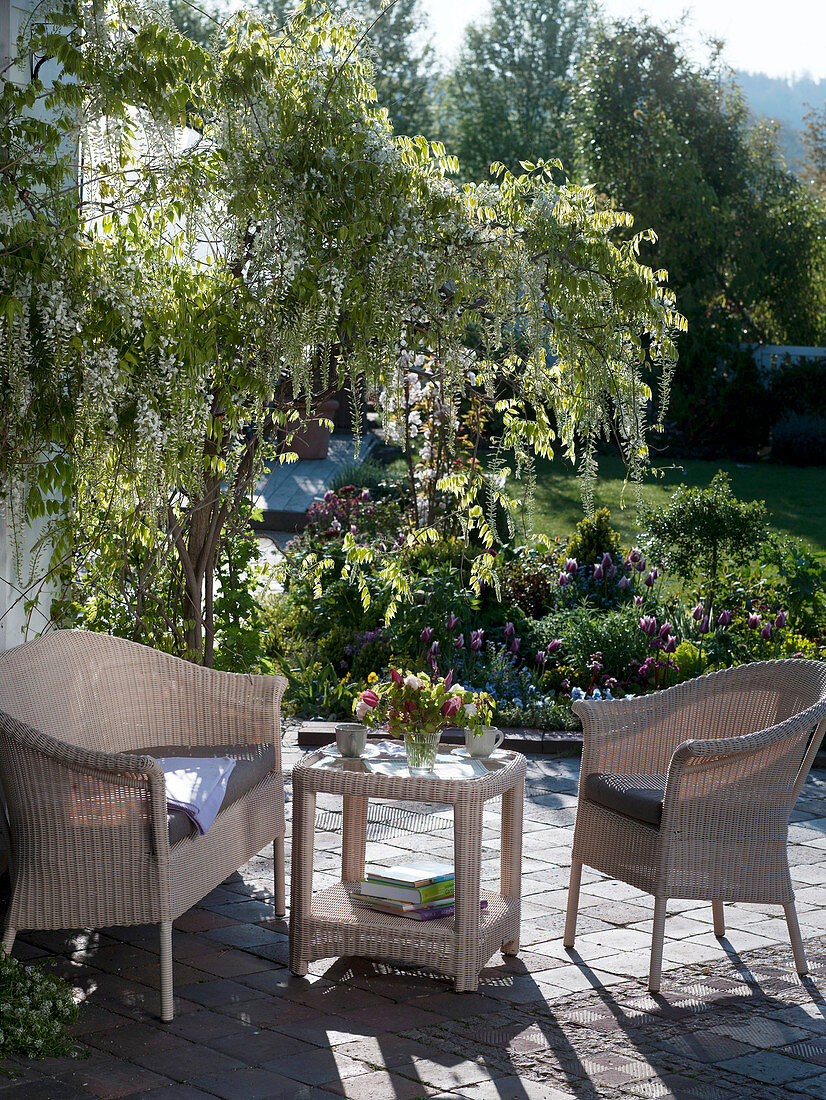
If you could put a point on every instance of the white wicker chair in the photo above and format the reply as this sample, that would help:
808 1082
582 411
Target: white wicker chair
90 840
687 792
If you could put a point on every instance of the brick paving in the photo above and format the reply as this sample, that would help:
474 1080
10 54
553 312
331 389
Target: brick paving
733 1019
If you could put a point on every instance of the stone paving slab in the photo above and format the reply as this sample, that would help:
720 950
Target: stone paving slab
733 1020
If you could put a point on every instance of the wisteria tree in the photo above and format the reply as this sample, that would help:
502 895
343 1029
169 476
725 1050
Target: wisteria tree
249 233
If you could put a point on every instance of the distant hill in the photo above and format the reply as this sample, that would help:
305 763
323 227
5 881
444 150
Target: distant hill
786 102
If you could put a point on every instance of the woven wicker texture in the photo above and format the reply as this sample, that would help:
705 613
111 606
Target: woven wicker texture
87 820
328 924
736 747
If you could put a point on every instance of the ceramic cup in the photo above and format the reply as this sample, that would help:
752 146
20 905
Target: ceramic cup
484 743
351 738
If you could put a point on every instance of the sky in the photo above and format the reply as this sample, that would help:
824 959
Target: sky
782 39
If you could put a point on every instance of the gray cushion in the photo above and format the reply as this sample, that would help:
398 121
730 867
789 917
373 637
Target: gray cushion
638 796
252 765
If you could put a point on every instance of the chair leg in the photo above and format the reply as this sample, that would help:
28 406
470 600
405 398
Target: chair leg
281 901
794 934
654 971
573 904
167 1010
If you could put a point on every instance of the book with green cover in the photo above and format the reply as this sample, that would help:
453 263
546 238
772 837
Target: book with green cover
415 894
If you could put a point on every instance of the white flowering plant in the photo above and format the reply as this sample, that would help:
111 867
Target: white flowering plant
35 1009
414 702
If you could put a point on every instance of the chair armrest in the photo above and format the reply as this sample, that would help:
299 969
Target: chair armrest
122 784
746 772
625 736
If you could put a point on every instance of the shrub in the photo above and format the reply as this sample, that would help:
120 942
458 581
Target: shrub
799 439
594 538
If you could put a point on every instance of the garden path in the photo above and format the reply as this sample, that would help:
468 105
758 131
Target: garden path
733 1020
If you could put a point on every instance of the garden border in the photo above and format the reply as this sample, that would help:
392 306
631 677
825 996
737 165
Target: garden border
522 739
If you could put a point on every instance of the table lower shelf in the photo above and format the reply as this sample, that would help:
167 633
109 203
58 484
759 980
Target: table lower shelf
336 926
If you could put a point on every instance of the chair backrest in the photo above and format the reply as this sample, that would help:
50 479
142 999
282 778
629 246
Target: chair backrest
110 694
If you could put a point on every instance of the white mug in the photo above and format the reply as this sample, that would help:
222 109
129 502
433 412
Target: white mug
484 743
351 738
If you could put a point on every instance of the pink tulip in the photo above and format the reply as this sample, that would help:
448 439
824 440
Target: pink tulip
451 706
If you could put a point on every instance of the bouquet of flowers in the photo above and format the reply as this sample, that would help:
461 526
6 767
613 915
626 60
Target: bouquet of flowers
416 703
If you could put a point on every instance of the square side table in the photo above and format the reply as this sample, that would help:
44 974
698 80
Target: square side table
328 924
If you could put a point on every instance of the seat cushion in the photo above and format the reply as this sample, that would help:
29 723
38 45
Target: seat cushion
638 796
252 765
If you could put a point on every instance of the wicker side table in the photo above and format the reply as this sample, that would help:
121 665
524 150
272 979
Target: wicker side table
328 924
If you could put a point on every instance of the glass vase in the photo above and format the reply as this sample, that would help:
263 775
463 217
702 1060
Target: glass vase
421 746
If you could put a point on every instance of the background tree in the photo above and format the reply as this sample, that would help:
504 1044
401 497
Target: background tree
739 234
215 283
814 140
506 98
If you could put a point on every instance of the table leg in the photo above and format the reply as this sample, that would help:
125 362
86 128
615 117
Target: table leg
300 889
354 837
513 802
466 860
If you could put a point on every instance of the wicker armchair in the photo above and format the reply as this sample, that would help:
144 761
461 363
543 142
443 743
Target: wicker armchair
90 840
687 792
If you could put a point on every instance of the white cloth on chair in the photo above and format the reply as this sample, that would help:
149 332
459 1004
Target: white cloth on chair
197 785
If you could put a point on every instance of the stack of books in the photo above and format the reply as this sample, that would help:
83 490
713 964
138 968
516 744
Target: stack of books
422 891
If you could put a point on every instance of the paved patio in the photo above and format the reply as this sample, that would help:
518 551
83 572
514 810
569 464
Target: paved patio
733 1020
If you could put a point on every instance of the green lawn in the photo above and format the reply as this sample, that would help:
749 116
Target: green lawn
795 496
========
### [GOAL]
Reproduce every record above exactly, omitting the pictures.

### [FINISHED ANSWER]
If you could put a point on every instance of the white wicker chair in the photo above and format the reply as this sample, that would help:
808 1082
582 411
Target: white wicker chair
90 840
687 792
If you could put a point on every instance of the brick paving in the photo above and format the reply as this sample, that would help:
474 1080
10 54
553 312
331 389
Target: brick paving
733 1019
If you could put a point on every instance of the stone paving slab in the photo above and format the reply as this sample, that would help:
720 950
Target: stone paving slab
733 1020
If you could put a point on every instance of the wisteria tree in the photo above and format the reply as this sample, that would help:
502 895
343 1029
169 476
725 1050
Target: wisteria tree
249 233
If you could put a point on every instance of the distant hill in the photo above and format the reply as this sample, that would help:
305 763
323 227
5 881
444 150
Target: distant hill
786 102
If you could put a point on every instance of the woven wicker texture in the photo above and format the reply as this sample, that would help:
705 613
111 606
Target: woven wicker texture
87 820
328 924
736 747
If you could put a point on every instance of the ceramic cup in the photo above and format the reply as this sample, that would help:
752 146
20 905
Target: ceramic cup
484 743
351 738
If you could put a point on every instance of the sky in the photo above and format the reply as this sample, that would help:
824 959
Target: sky
782 39
If you could put a point on every instance of the gray cushion in the photo above and format the reply as this sample, that would help:
398 121
730 867
789 917
373 637
Target: gray cushion
638 796
252 765
If you could put a point on every instance of the chair leg in the photo above and format the reply as this sample, that would help:
28 406
470 600
405 398
Target: chair leg
281 901
794 934
654 971
573 904
167 1010
If you could put a point on every instance of the book with green cover in the photo above and format the reply as this sample, that would help:
453 263
546 238
772 837
Target: book with green cover
415 894
If you could put a point on every instance of the white flowering plant in the photo above and format the reply as this sample, that would help:
111 867
Target: white flowering plant
35 1009
414 702
If you could put a point on every instance of the chair armrest in the photo above and format the reply as this sample, that would help:
299 969
Target: chair armrest
122 784
746 772
625 736
If you could put a point on every instance of the shrub in the photo above and format the reply as this sample, that would help:
120 942
458 581
Target: shrub
799 439
594 538
If you could put a point on every instance of the garden path in the photo above and format the reply as this sample, that would help:
468 105
758 131
Target: garden path
733 1020
If you could put a point on every instance of the garden border in the photo above and format the reply as this sample, that would help:
392 306
631 677
825 996
737 165
Target: garden border
522 739
If you could put a point on every instance of the table lower shelf in the photo above and format the reply as this sample, that would help:
167 633
109 203
58 484
759 980
Target: table lower shelf
336 926
If you could put a point on every instance of the chair backrest in the photo above and format the reply as this sample, that would help:
50 479
142 999
282 778
629 246
Target: chair backrest
110 694
If you could put a point on every instance of the white mug in the photo above and format the reply as this sample, that would help:
222 109
129 502
433 412
Target: white mug
484 743
351 738
If you could put a point on every instance of the pink tulip in the photo above and format the reply as this sample, that would help:
448 439
824 440
Target: pink tulip
451 706
If you could put a point on every instance of the bouquet of flowers in the photo above and format the reply as this sample, that would help:
461 526
6 767
613 915
626 60
Target: bouquet of flowers
416 703
If you could put a point on every instance of the square side table in the photo above and format the reply as this sample, that would help:
44 974
698 80
Target: square side table
328 924
If you could put a point on every instance of the seat cushion in the photo above and format the reply as this sample, that would help:
29 723
38 45
Target: seat cushion
638 796
252 765
If you could put a point on every instance of the wicker side table in the photo above and format the reply as this sample, that would help:
121 665
524 150
272 979
Target: wicker side table
328 924
If you could put a point on every instance of the glass vase in the photo above and format the reply as this sample, that would help:
263 775
463 217
702 1060
Target: glass vase
421 746
If you could put a point on every instance of the background tree in the photo above and format the reply as this sample, that would help:
504 1044
401 497
Target: background tree
739 234
215 283
814 140
506 98
If you could put a point on every instance of the table leg in the photo above and format the reply as this sample, that would help:
125 362
86 128
615 117
Target: table leg
300 889
354 837
513 802
466 860
If you could put a point on every instance of the wicker armchair in the photo above and format the reply as this sample, that would help:
144 761
461 363
543 142
443 743
Target: wicker armchair
90 840
687 792
If you could put a point on every instance of the white cloth on chair in the photo above and format the reply as this sample, that would help:
149 332
459 1004
Target: white cloth on chair
197 785
If you could put a point on every instance of the stack of books in the photo above and format the reply as this sample, that would help:
83 490
713 964
138 968
516 744
Target: stack of books
422 891
If you could put a point on every instance of the paved patio in the photo above and format the reply as this sample, that would help:
518 551
83 572
514 810
569 464
Target: paved patio
733 1020
If you could put a point on every instance of the green lawn in the photo above and format the reply as this sample, that would help:
749 116
Target: green lawn
795 496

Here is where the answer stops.